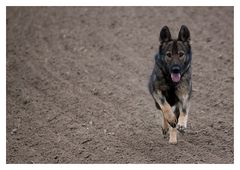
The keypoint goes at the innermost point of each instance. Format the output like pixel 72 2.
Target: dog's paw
pixel 181 128
pixel 164 132
pixel 173 141
pixel 172 122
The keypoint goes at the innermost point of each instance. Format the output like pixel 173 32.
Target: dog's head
pixel 175 54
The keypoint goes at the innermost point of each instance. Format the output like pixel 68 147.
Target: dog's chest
pixel 171 96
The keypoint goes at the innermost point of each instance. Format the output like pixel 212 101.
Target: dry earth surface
pixel 77 85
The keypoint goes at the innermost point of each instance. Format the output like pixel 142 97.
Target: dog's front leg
pixel 184 106
pixel 168 114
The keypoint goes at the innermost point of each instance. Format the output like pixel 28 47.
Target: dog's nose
pixel 175 69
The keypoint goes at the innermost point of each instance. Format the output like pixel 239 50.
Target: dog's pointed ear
pixel 184 34
pixel 165 35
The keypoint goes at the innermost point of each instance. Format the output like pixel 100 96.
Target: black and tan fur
pixel 172 98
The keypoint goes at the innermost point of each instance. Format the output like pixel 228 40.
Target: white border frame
pixel 6 3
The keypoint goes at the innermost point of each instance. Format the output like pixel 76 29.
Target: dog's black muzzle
pixel 175 69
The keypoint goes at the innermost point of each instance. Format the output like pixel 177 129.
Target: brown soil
pixel 77 85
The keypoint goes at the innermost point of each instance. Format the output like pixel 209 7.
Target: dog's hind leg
pixel 165 127
pixel 173 135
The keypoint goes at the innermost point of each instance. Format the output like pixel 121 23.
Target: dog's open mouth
pixel 175 77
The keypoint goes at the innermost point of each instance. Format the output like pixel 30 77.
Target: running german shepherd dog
pixel 170 83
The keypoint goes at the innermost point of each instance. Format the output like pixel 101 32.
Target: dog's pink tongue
pixel 175 77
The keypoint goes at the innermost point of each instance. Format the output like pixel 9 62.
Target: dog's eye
pixel 181 54
pixel 169 55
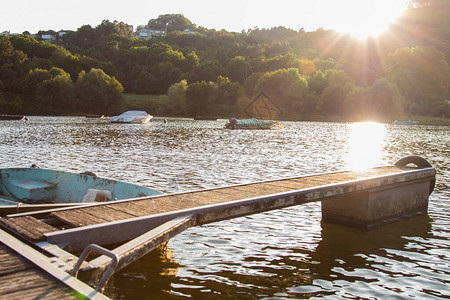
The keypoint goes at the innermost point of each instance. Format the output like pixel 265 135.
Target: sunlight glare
pixel 365 145
pixel 365 18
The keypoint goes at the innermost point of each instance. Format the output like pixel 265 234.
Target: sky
pixel 357 17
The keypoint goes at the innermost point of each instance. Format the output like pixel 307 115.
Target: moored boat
pixel 26 189
pixel 409 122
pixel 250 124
pixel 132 116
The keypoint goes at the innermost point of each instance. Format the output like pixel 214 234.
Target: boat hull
pixel 31 186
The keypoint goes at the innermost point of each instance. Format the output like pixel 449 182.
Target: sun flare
pixel 367 18
pixel 365 145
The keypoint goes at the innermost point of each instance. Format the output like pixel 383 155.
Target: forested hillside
pixel 209 72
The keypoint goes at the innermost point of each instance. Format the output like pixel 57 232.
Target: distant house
pixel 147 34
pixel 48 38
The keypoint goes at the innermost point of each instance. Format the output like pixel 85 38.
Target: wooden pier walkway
pixel 33 277
pixel 142 224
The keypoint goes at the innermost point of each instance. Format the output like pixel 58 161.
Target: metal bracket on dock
pixel 109 271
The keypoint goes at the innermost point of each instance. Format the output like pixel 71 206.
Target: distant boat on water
pixel 250 124
pixel 132 116
pixel 13 117
pixel 409 122
pixel 28 189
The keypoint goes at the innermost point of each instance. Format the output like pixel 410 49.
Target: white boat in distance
pixel 132 116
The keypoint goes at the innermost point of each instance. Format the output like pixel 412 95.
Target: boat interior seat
pixel 31 190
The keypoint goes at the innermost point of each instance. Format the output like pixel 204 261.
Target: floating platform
pixel 364 199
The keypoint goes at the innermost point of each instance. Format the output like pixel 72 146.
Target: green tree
pixel 286 86
pixel 227 92
pixel 98 93
pixel 421 74
pixel 238 69
pixel 171 22
pixel 55 96
pixel 11 66
pixel 384 100
pixel 200 97
pixel 177 97
pixel 333 98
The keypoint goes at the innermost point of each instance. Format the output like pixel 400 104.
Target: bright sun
pixel 364 18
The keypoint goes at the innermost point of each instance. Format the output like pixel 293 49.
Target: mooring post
pixel 367 209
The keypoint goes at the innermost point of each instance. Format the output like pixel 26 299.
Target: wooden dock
pixel 29 275
pixel 140 225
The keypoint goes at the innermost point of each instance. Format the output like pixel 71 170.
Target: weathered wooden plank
pixel 107 213
pixel 40 280
pixel 236 193
pixel 138 208
pixel 227 208
pixel 27 227
pixel 260 189
pixel 206 197
pixel 29 282
pixel 138 247
pixel 11 263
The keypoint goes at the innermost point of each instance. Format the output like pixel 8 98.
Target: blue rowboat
pixel 28 189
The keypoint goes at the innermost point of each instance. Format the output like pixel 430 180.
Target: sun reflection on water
pixel 365 145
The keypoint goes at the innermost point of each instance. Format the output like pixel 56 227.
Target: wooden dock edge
pixel 43 263
pixel 127 229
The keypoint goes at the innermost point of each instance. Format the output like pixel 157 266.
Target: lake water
pixel 281 254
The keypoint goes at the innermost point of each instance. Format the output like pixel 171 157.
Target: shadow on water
pixel 343 256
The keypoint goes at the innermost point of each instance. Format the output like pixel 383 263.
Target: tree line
pixel 319 73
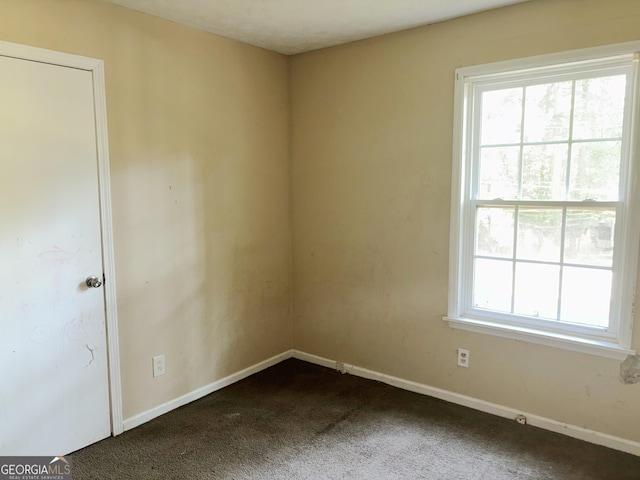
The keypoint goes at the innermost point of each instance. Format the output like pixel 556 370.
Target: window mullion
pixel 563 231
pixel 516 213
pixel 570 142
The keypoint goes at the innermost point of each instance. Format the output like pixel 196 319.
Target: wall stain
pixel 630 370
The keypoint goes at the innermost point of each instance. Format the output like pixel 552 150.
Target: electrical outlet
pixel 463 357
pixel 158 366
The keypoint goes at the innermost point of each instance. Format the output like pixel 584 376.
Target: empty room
pixel 246 239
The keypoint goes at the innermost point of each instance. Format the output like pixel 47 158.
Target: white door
pixel 54 393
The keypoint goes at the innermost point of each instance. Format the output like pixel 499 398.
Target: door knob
pixel 93 282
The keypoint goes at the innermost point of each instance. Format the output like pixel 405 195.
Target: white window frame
pixel 614 342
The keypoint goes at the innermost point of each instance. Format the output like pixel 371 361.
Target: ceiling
pixel 296 26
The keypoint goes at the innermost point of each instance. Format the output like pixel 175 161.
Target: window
pixel 544 232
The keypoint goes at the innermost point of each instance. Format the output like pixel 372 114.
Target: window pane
pixel 547 112
pixel 501 116
pixel 539 234
pixel 544 172
pixel 494 232
pixel 586 294
pixel 595 171
pixel 599 107
pixel 589 237
pixel 492 285
pixel 536 291
pixel 498 173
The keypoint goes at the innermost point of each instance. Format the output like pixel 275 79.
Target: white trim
pixel 42 55
pixel 461 314
pixel 96 68
pixel 584 55
pixel 108 254
pixel 537 336
pixel 591 436
pixel 154 412
pixel 308 357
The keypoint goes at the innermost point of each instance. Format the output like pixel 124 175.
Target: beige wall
pixel 371 147
pixel 198 133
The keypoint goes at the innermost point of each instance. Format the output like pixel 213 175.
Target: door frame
pixel 96 68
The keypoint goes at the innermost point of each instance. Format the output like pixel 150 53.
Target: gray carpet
pixel 300 421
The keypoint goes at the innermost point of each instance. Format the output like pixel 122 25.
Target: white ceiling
pixel 295 26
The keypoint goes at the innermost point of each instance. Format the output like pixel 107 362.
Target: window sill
pixel 557 340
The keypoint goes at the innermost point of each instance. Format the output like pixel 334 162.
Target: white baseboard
pixel 144 417
pixel 598 438
pixel 591 436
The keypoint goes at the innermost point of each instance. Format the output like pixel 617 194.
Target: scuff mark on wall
pixel 630 370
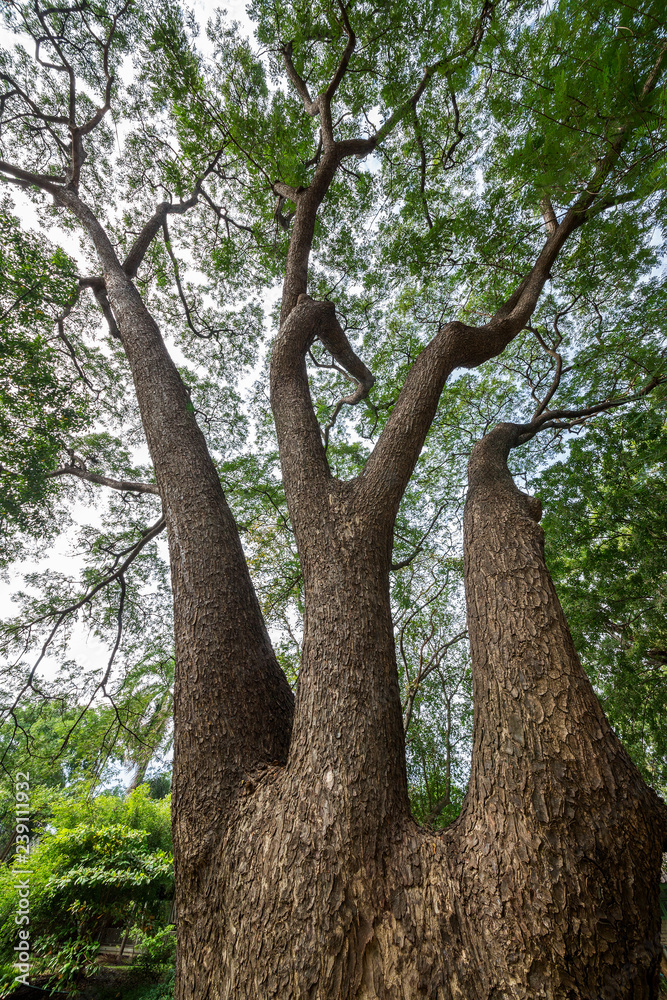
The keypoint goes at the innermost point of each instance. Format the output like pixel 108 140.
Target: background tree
pixel 513 173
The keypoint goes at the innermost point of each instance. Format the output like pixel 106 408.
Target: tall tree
pixel 515 163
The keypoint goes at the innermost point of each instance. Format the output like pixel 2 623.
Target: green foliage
pixel 606 535
pixel 97 862
pixel 524 101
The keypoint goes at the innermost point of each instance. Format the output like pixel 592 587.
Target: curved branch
pixel 116 574
pixel 125 485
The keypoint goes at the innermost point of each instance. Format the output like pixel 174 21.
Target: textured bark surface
pixel 299 871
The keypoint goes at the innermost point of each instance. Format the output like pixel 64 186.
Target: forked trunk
pixel 547 884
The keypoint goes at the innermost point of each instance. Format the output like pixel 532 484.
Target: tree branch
pixel 125 485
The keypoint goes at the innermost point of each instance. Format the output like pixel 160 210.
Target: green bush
pixel 103 863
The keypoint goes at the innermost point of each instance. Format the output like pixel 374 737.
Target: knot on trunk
pixel 489 478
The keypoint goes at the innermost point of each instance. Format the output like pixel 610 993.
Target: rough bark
pixel 325 888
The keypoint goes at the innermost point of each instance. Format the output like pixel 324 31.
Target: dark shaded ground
pixel 106 984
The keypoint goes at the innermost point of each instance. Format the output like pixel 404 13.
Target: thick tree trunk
pixel 300 873
pixel 562 838
pixel 547 884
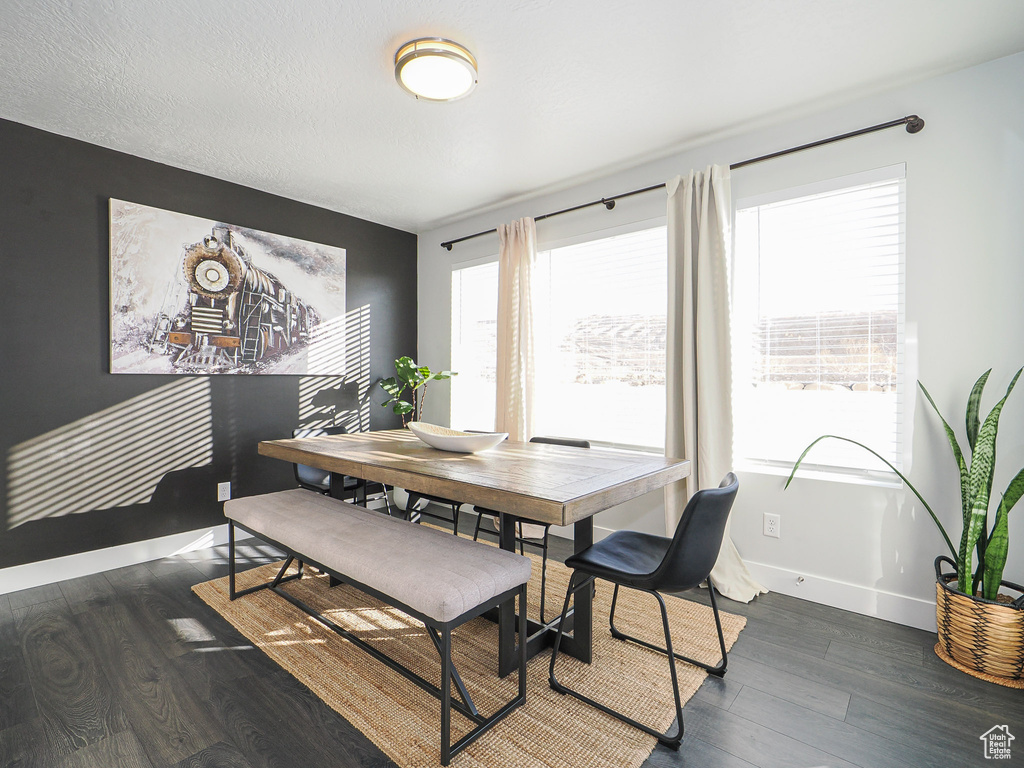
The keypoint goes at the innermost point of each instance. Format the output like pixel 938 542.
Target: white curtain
pixel 516 261
pixel 698 425
pixel 514 407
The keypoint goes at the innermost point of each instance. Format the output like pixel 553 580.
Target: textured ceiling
pixel 299 98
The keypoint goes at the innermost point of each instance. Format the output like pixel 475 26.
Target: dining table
pixel 523 481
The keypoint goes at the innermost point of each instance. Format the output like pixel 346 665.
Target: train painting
pixel 195 296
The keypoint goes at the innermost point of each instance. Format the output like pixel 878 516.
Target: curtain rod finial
pixel 913 124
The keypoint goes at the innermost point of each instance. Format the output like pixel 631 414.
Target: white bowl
pixel 454 440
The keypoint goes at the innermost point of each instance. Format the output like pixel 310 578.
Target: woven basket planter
pixel 983 638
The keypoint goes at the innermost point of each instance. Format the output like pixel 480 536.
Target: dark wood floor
pixel 128 668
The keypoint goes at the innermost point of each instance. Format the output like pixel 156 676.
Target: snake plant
pixel 989 542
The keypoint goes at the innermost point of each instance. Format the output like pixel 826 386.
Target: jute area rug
pixel 403 721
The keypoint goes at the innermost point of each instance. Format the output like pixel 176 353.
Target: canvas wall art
pixel 196 296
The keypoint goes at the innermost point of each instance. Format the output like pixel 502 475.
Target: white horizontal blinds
pixel 825 325
pixel 600 330
pixel 474 323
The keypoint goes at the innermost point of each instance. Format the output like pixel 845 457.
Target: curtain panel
pixel 698 376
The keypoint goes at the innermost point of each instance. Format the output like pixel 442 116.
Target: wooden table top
pixel 548 483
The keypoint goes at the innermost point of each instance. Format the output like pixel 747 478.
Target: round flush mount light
pixel 433 69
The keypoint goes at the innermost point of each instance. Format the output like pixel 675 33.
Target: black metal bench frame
pixel 439 633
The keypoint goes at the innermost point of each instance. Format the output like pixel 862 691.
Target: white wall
pixel 860 547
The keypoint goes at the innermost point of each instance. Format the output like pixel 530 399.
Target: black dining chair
pixel 414 499
pixel 654 564
pixel 415 514
pixel 318 480
pixel 541 543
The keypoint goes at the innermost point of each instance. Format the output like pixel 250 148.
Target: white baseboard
pixel 85 563
pixel 910 611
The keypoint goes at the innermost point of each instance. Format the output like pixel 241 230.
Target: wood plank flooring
pixel 129 669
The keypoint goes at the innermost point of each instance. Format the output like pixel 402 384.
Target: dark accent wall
pixel 54 356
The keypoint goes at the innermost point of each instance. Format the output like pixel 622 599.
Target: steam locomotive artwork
pixel 192 295
pixel 235 314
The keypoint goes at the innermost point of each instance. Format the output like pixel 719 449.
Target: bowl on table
pixel 455 440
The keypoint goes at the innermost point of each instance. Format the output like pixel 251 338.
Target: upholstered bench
pixel 433 577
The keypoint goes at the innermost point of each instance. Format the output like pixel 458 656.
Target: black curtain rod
pixel 912 122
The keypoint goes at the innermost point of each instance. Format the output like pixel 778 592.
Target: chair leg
pixel 544 570
pixel 718 671
pixel 230 560
pixel 672 741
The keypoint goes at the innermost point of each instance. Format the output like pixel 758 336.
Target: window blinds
pixel 821 306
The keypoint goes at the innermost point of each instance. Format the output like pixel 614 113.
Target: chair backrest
pixel 310 476
pixel 697 540
pixel 570 441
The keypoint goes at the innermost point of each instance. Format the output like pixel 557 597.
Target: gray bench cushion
pixel 427 569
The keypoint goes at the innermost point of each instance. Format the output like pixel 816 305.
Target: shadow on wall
pixel 339 400
pixel 113 458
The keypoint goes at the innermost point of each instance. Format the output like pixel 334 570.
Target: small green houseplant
pixel 415 379
pixel 979 633
pixel 990 543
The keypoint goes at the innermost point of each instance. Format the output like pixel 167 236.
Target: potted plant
pixel 981 631
pixel 415 379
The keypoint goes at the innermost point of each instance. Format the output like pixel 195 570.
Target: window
pixel 818 323
pixel 599 338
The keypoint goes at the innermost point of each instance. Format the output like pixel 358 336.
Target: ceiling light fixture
pixel 433 69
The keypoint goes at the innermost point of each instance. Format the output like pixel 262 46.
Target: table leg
pixel 581 643
pixel 507 658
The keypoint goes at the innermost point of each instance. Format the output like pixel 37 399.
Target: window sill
pixel 852 477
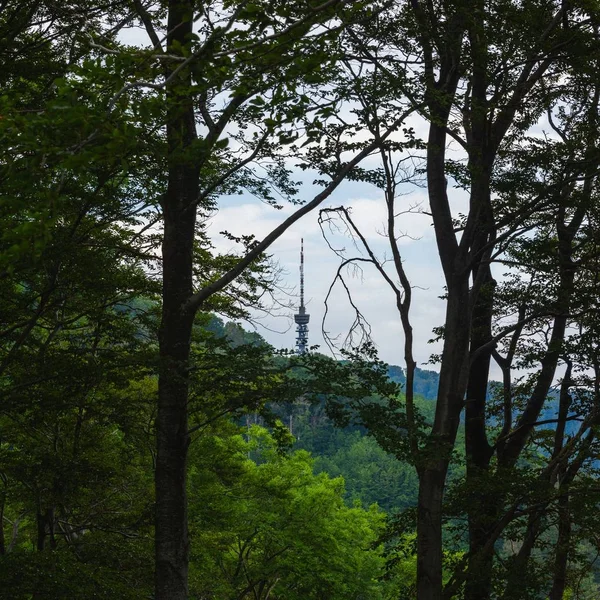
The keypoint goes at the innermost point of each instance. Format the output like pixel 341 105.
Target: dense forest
pixel 151 447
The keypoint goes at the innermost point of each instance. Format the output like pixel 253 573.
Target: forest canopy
pixel 150 447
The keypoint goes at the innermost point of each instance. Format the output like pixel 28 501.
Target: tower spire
pixel 301 317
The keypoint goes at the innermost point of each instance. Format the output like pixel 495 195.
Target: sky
pixel 242 215
pixel 369 291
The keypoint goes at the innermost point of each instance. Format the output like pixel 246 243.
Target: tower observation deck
pixel 301 317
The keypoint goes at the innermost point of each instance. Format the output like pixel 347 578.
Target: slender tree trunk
pixel 179 213
pixel 41 531
pixel 483 506
pixel 562 549
pixel 433 468
pixel 2 506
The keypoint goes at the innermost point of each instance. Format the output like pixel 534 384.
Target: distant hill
pixel 426 382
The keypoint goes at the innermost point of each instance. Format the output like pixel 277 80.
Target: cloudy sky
pixel 370 293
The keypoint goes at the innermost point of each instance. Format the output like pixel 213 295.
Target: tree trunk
pixel 562 549
pixel 179 214
pixel 2 542
pixel 483 506
pixel 436 456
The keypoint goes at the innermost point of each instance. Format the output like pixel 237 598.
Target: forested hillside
pixel 443 159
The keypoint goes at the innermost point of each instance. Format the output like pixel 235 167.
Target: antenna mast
pixel 301 317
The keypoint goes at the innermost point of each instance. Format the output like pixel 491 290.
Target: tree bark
pixel 179 214
pixel 483 507
pixel 433 468
pixel 563 543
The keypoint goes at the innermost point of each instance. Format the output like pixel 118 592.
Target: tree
pixel 468 72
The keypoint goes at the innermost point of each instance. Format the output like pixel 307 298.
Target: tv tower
pixel 301 317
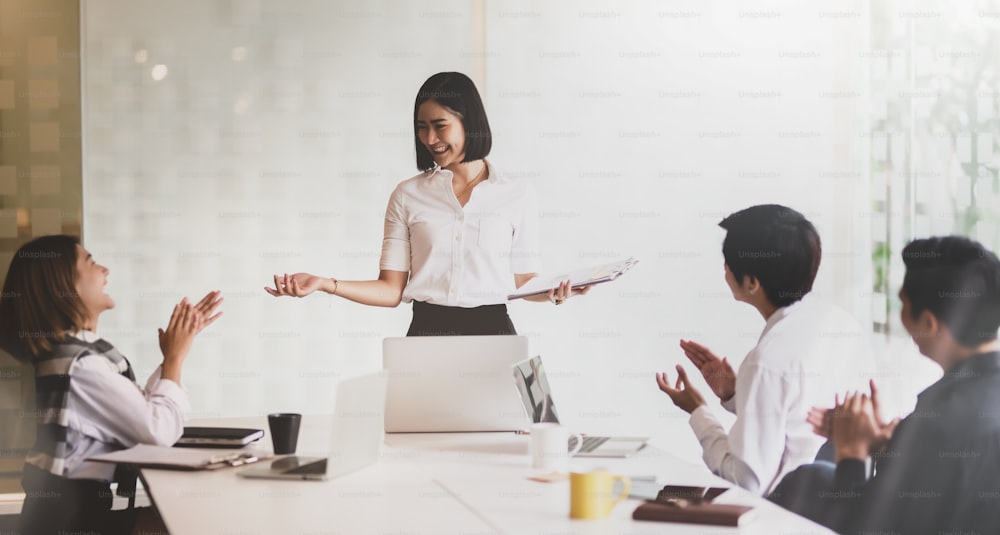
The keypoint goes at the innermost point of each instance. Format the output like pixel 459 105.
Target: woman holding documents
pixel 88 402
pixel 459 236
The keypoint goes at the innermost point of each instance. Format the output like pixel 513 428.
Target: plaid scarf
pixel 52 380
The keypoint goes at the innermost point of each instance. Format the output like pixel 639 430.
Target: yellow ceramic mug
pixel 591 494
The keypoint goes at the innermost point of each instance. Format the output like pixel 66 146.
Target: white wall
pixel 281 128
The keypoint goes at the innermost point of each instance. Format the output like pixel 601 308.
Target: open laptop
pixel 355 436
pixel 536 398
pixel 452 383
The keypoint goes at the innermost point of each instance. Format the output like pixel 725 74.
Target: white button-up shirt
pixel 461 257
pixel 808 352
pixel 107 412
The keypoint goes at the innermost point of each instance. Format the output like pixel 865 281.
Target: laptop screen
pixel 533 386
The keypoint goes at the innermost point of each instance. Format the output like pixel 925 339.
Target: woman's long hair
pixel 39 303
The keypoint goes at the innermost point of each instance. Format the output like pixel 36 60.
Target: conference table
pixel 434 483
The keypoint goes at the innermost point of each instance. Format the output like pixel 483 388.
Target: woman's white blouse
pixel 461 257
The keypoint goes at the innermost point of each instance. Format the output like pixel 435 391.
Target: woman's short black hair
pixel 958 280
pixel 775 244
pixel 455 91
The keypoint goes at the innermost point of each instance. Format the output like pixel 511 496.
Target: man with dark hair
pixel 936 470
pixel 807 351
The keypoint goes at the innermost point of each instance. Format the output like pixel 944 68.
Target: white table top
pixel 429 483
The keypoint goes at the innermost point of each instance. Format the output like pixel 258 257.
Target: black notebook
pixel 218 437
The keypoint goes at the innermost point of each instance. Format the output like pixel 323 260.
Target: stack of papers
pixel 578 279
pixel 147 456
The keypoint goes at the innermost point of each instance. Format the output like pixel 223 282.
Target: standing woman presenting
pixel 455 233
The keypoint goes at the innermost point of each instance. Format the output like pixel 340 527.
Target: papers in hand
pixel 584 277
pixel 175 458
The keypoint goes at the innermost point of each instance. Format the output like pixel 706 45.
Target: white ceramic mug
pixel 550 447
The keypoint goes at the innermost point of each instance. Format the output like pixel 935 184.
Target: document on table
pixel 578 279
pixel 176 458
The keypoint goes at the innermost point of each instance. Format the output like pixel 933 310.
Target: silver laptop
pixel 452 383
pixel 536 399
pixel 356 436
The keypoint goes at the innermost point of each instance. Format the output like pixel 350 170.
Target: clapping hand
pixel 186 321
pixel 822 420
pixel 719 375
pixel 682 393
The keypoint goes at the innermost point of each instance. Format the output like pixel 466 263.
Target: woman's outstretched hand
pixel 297 285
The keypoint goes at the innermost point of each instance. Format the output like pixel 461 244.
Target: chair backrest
pixel 17 413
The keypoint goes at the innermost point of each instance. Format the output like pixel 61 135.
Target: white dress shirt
pixel 461 257
pixel 808 352
pixel 107 412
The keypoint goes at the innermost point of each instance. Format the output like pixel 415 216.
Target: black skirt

- EXERCISE AIM
Copy out, word for word, the lines of the records that start with the line containing "pixel 631 414." and end with the line containing "pixel 454 440", including both of those lines.

- RESULT FOR THIS EXERCISE
The keypoint goes at the innermost point of each instance. Format the output like pixel 631 414.
Target: white bowl
pixel 454 440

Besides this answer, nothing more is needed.